_Exercise material_

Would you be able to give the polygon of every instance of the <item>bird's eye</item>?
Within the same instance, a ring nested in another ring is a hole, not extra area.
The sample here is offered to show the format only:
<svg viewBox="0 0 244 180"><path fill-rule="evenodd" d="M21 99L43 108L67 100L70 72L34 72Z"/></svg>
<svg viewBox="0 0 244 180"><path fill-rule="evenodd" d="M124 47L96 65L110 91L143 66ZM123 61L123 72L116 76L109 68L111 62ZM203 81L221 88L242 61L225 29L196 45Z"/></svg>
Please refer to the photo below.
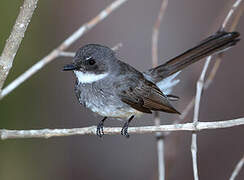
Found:
<svg viewBox="0 0 244 180"><path fill-rule="evenodd" d="M94 65L96 61L94 59L89 59L88 60L89 65Z"/></svg>
<svg viewBox="0 0 244 180"><path fill-rule="evenodd" d="M94 65L96 63L96 61L92 57L87 58L87 62L89 65Z"/></svg>

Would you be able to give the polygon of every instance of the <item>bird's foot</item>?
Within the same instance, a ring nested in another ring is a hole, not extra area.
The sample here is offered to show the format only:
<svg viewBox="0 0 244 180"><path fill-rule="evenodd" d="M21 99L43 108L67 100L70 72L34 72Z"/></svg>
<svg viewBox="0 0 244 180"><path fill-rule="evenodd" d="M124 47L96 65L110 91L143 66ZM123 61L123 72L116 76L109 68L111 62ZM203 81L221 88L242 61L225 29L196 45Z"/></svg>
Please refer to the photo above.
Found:
<svg viewBox="0 0 244 180"><path fill-rule="evenodd" d="M129 127L129 124L130 124L130 122L131 122L131 120L132 120L133 118L134 118L134 116L131 116L131 117L129 118L129 120L125 122L124 126L123 126L122 129L121 129L121 135L122 135L122 136L125 136L125 137L127 137L127 138L130 137L130 135L129 135L129 133L128 133L128 127Z"/></svg>
<svg viewBox="0 0 244 180"><path fill-rule="evenodd" d="M97 125L97 136L99 137L102 137L104 135L104 132L103 132L103 124L104 124L104 121L107 119L107 117L103 118L103 120L101 120L99 122L99 124Z"/></svg>
<svg viewBox="0 0 244 180"><path fill-rule="evenodd" d="M125 137L127 137L127 138L130 137L130 135L129 135L129 133L128 133L128 127L129 127L129 123L126 122L126 123L124 124L124 126L122 127L122 129L121 129L121 135L122 135L122 136L125 136Z"/></svg>

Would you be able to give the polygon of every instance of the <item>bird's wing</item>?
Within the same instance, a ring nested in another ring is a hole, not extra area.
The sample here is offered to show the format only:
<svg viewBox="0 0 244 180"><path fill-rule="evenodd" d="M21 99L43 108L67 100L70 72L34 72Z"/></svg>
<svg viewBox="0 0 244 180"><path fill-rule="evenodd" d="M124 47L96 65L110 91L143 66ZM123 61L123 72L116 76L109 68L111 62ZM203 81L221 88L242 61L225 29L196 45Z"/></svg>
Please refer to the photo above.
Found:
<svg viewBox="0 0 244 180"><path fill-rule="evenodd" d="M126 83L124 83L126 81ZM134 109L151 113L164 111L180 114L169 102L166 95L152 82L142 77L130 77L117 84L120 99Z"/></svg>

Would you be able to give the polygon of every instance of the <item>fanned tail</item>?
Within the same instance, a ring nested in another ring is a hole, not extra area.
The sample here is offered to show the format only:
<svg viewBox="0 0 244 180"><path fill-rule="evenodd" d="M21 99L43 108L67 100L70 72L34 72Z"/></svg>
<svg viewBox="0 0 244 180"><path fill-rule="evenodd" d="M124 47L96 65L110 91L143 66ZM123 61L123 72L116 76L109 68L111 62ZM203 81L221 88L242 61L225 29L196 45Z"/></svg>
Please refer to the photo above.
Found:
<svg viewBox="0 0 244 180"><path fill-rule="evenodd" d="M179 56L156 68L149 69L144 75L154 83L159 83L164 78L171 76L204 57L229 49L240 40L238 39L239 36L240 34L238 32L218 31Z"/></svg>

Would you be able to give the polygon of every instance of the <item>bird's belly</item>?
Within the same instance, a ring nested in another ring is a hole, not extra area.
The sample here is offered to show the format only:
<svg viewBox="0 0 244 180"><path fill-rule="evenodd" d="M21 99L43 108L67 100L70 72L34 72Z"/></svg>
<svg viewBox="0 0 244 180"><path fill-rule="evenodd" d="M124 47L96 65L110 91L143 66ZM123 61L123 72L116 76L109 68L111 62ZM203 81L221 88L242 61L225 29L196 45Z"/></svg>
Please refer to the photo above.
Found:
<svg viewBox="0 0 244 180"><path fill-rule="evenodd" d="M142 114L122 102L111 89L96 88L95 85L82 86L81 84L78 84L77 88L76 95L79 102L101 116L128 119L132 115L138 117Z"/></svg>
<svg viewBox="0 0 244 180"><path fill-rule="evenodd" d="M93 112L106 117L128 119L133 115L137 117L142 115L142 112L137 111L136 109L133 109L131 107L127 107L126 104L124 105L125 107L115 106L113 104L98 106L98 104L94 105L93 103L87 103L86 106Z"/></svg>

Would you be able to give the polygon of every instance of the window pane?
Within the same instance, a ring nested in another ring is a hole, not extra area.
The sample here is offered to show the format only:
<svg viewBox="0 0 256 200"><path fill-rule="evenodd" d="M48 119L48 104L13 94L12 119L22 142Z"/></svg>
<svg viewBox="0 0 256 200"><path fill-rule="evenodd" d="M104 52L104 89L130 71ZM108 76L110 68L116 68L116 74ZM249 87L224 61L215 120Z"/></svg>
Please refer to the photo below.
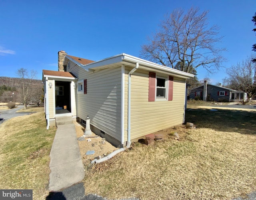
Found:
<svg viewBox="0 0 256 200"><path fill-rule="evenodd" d="M165 87L165 79L157 78L156 87Z"/></svg>
<svg viewBox="0 0 256 200"><path fill-rule="evenodd" d="M156 98L165 97L165 88L156 88Z"/></svg>

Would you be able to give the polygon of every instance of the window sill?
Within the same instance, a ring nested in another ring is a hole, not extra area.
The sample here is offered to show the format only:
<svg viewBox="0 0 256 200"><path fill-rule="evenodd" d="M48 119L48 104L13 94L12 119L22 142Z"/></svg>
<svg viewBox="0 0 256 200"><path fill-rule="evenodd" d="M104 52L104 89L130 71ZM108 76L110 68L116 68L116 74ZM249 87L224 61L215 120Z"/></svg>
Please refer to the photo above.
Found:
<svg viewBox="0 0 256 200"><path fill-rule="evenodd" d="M155 101L168 101L165 98L158 98L157 99L156 99Z"/></svg>

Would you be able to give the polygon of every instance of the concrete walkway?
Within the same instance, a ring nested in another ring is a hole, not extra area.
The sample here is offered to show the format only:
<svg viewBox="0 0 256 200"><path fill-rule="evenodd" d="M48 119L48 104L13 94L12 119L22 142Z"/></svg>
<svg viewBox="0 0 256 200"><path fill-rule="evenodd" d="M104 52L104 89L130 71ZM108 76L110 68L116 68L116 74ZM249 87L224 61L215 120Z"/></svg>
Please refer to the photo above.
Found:
<svg viewBox="0 0 256 200"><path fill-rule="evenodd" d="M59 191L80 181L84 177L73 124L58 125L50 154L50 191Z"/></svg>

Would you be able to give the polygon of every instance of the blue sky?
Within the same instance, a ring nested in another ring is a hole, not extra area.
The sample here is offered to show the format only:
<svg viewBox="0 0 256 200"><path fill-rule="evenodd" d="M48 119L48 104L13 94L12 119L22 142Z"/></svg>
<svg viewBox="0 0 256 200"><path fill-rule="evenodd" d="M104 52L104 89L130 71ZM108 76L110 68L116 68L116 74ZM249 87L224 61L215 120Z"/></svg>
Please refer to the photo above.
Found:
<svg viewBox="0 0 256 200"><path fill-rule="evenodd" d="M140 56L141 46L155 32L166 14L191 6L209 10L209 25L220 28L220 46L230 67L253 53L256 43L251 21L255 0L0 0L0 76L16 77L21 67L38 72L57 70L57 53L98 60L125 53ZM222 83L225 69L208 75Z"/></svg>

_Exercise task_
Output the listing above as a Markdown table with the columns Row and Entry, giving each non-blank line its own numbered row. Leave the pictures out.

_Result for this exercise_
| Row | Entry |
|---|---|
| 1 | Would you be able to give the polygon of every instance of the <item>bird's eye</item>? |
| 2 | Within the same instance, a ring nested in another ring is a hole, not extra area. |
| 3 | The sample here is offered to show the format only: |
| 4 | <svg viewBox="0 0 244 180"><path fill-rule="evenodd" d="M21 99L43 108L67 100L70 72L34 72Z"/></svg> |
| 5 | <svg viewBox="0 0 244 180"><path fill-rule="evenodd" d="M124 47L96 65L110 91L143 66ZM123 61L123 72L116 76L109 68L111 62ZM203 81L221 88L242 61L225 29L196 45Z"/></svg> |
| 6 | Please refer to the photo below. |
| 7 | Found: |
| 8 | <svg viewBox="0 0 244 180"><path fill-rule="evenodd" d="M94 65L96 61L94 59L89 59L88 60L89 65Z"/></svg> |
| 9 | <svg viewBox="0 0 244 180"><path fill-rule="evenodd" d="M94 65L96 63L96 61L92 57L87 58L87 62L89 65Z"/></svg> |
| 10 | Would you be able to give the polygon of every instance of the <item>bird's foot</item>? |
| 11 | Within the same instance, a ring nested in another ring is a hole, not extra area. |
| 12 | The sample here is offered to show the format only: |
| 13 | <svg viewBox="0 0 244 180"><path fill-rule="evenodd" d="M21 99L43 108L67 100L70 72L34 72Z"/></svg> |
| 14 | <svg viewBox="0 0 244 180"><path fill-rule="evenodd" d="M124 47L96 65L110 91L143 66ZM123 61L123 72L116 76L109 68L111 62ZM203 81L221 88L242 61L225 29L196 45Z"/></svg> |
| 15 | Please refer to the photo above. |
| 16 | Found: |
| 17 | <svg viewBox="0 0 244 180"><path fill-rule="evenodd" d="M129 127L129 124L130 124L130 122L131 122L131 120L132 120L133 118L134 118L134 116L131 116L131 117L129 118L129 120L125 122L124 126L123 126L122 129L121 129L121 135L122 135L122 136L125 136L125 137L127 137L127 138L130 137L130 135L129 135L129 133L128 133L128 127Z"/></svg> |
| 18 | <svg viewBox="0 0 244 180"><path fill-rule="evenodd" d="M97 125L97 136L99 137L102 137L104 135L104 132L103 132L103 124L104 124L104 121L107 119L107 117L103 118L103 120L101 120L99 122L99 124Z"/></svg> |
| 19 | <svg viewBox="0 0 244 180"><path fill-rule="evenodd" d="M125 137L127 137L127 138L130 137L130 135L129 135L129 133L128 133L128 127L129 127L129 123L126 122L126 123L124 124L124 126L122 127L122 129L121 129L121 135L122 135L122 136L125 136Z"/></svg> |
| 20 | Would you be able to give the polygon of every instance of the <item>bird's wing</item>? |
| 21 | Within the same instance, a ring nested in another ring is a hole, not extra area. |
| 22 | The sample here is offered to show the format only: |
| 23 | <svg viewBox="0 0 244 180"><path fill-rule="evenodd" d="M21 99L43 108L67 100L70 72L34 72Z"/></svg> |
| 24 | <svg viewBox="0 0 244 180"><path fill-rule="evenodd" d="M124 47L96 65L110 91L143 66ZM123 61L123 72L116 76L109 68L111 62ZM203 81L221 88L242 61L225 29L196 45Z"/></svg> |
| 25 | Please refer to the photo above. |
| 26 | Found: |
| 27 | <svg viewBox="0 0 244 180"><path fill-rule="evenodd" d="M126 83L124 83L126 81ZM134 109L151 113L164 111L180 114L169 102L166 95L152 82L142 77L130 77L117 84L120 99Z"/></svg> |
| 28 | Would you be able to give the polygon of every instance of the <item>fanned tail</item>? |
| 29 | Within the same instance, a ring nested in another ring is a hole, not extra area. |
| 30 | The sample here is offered to show the format only: |
| 31 | <svg viewBox="0 0 244 180"><path fill-rule="evenodd" d="M21 99L43 108L67 100L70 72L34 72Z"/></svg> |
| 32 | <svg viewBox="0 0 244 180"><path fill-rule="evenodd" d="M124 47L96 65L110 91L143 66ZM123 61L123 72L116 76L109 68L111 62ZM203 81L221 88L242 61L225 29L196 45Z"/></svg> |
| 33 | Please refer to the photo above. |
| 34 | Found: |
| 35 | <svg viewBox="0 0 244 180"><path fill-rule="evenodd" d="M179 56L156 68L149 69L144 75L154 83L159 83L164 78L171 76L204 57L229 49L240 40L238 39L239 36L240 34L238 32L218 31Z"/></svg> |
| 36 | Would you be able to give the polygon of every instance of the <item>bird's belly</item>? |
| 37 | Within the same instance, a ring nested in another ring is a hole, not extra area. |
| 38 | The sample here is offered to show the format only: |
| 39 | <svg viewBox="0 0 244 180"><path fill-rule="evenodd" d="M21 99L43 108L67 100L70 72L34 72Z"/></svg> |
| 40 | <svg viewBox="0 0 244 180"><path fill-rule="evenodd" d="M124 47L96 65L110 91L143 66ZM123 61L123 72L116 76L109 68L111 62ZM203 81L221 88L242 61L225 29L196 45Z"/></svg> |
| 41 | Please refer to the photo above. |
| 42 | Found: |
| 43 | <svg viewBox="0 0 244 180"><path fill-rule="evenodd" d="M142 114L122 102L111 89L96 88L95 85L82 86L81 84L78 84L77 88L76 95L79 102L101 116L128 119L132 115L138 117Z"/></svg> |
| 44 | <svg viewBox="0 0 244 180"><path fill-rule="evenodd" d="M93 112L106 117L128 119L133 115L137 117L142 115L142 112L137 111L136 109L133 109L131 107L127 107L126 104L124 105L125 107L115 106L113 104L98 106L98 104L94 105L93 103L87 103L86 106Z"/></svg> |
| 45 | Would you be able to give the polygon of every instance of the window pane? |
| 46 | Within the same instance, a ring nested in another ring is a hole, not extra area. |
| 47 | The sample here is offered to show the format only: |
| 48 | <svg viewBox="0 0 256 200"><path fill-rule="evenodd" d="M48 119L48 104L13 94L12 119L22 142Z"/></svg> |
| 49 | <svg viewBox="0 0 256 200"><path fill-rule="evenodd" d="M104 52L104 89L130 71ZM108 76L110 68L116 68L116 74ZM249 87L224 61L215 120Z"/></svg> |
| 50 | Please refer to the photo below. |
| 51 | Found: |
| 52 | <svg viewBox="0 0 256 200"><path fill-rule="evenodd" d="M165 87L165 79L157 78L156 87Z"/></svg> |
| 53 | <svg viewBox="0 0 256 200"><path fill-rule="evenodd" d="M156 98L165 97L165 88L156 88Z"/></svg> |
| 54 | Would you be able to give the polygon of every instance of the window sill? |
| 55 | Within the same instance, a ring nested in another ring is a hole, not extra area. |
| 56 | The sample here is offered to show the format only: |
| 57 | <svg viewBox="0 0 256 200"><path fill-rule="evenodd" d="M48 119L48 104L13 94L12 119L22 142Z"/></svg> |
| 58 | <svg viewBox="0 0 256 200"><path fill-rule="evenodd" d="M104 52L104 89L130 71ZM108 76L110 68L116 68L116 74ZM249 87L224 61L215 120Z"/></svg> |
| 59 | Please refer to the photo above. |
| 60 | Found: |
| 61 | <svg viewBox="0 0 256 200"><path fill-rule="evenodd" d="M155 101L168 101L165 98L158 98L157 99L156 99Z"/></svg> |
| 62 | Would you be able to give the polygon of every instance of the concrete walkway? |
| 63 | Within the same instance, a ring nested in another ring is a hole, not extra area. |
| 64 | The sample here is offered to show the format only: |
| 65 | <svg viewBox="0 0 256 200"><path fill-rule="evenodd" d="M48 119L48 104L13 94L12 119L22 142Z"/></svg> |
| 66 | <svg viewBox="0 0 256 200"><path fill-rule="evenodd" d="M104 52L104 89L130 71ZM108 76L110 68L116 68L116 74ZM249 87L224 61L215 120Z"/></svg> |
| 67 | Please refer to the photo above. |
| 68 | Found: |
| 69 | <svg viewBox="0 0 256 200"><path fill-rule="evenodd" d="M59 191L80 181L84 177L73 124L58 125L50 154L50 191Z"/></svg> |
| 70 | Would you be able to give the polygon of every instance of the blue sky? |
| 71 | Within the same instance, a ring nested in another ring is a hole, not extra area. |
| 72 | The sample here is offered to show the format only: |
| 73 | <svg viewBox="0 0 256 200"><path fill-rule="evenodd" d="M48 119L48 104L13 94L12 119L22 142Z"/></svg> |
| 74 | <svg viewBox="0 0 256 200"><path fill-rule="evenodd" d="M104 52L104 89L130 71ZM108 76L110 68L116 68L116 74ZM249 87L224 61L215 120Z"/></svg> |
| 75 | Please refer to the photo above. |
| 76 | Found: |
| 77 | <svg viewBox="0 0 256 200"><path fill-rule="evenodd" d="M140 56L141 46L155 32L166 14L191 6L209 10L209 25L220 28L220 46L230 67L253 53L256 43L251 21L255 0L0 0L0 76L16 77L21 67L38 72L57 70L57 53L98 60L125 53ZM222 83L225 69L208 75Z"/></svg> |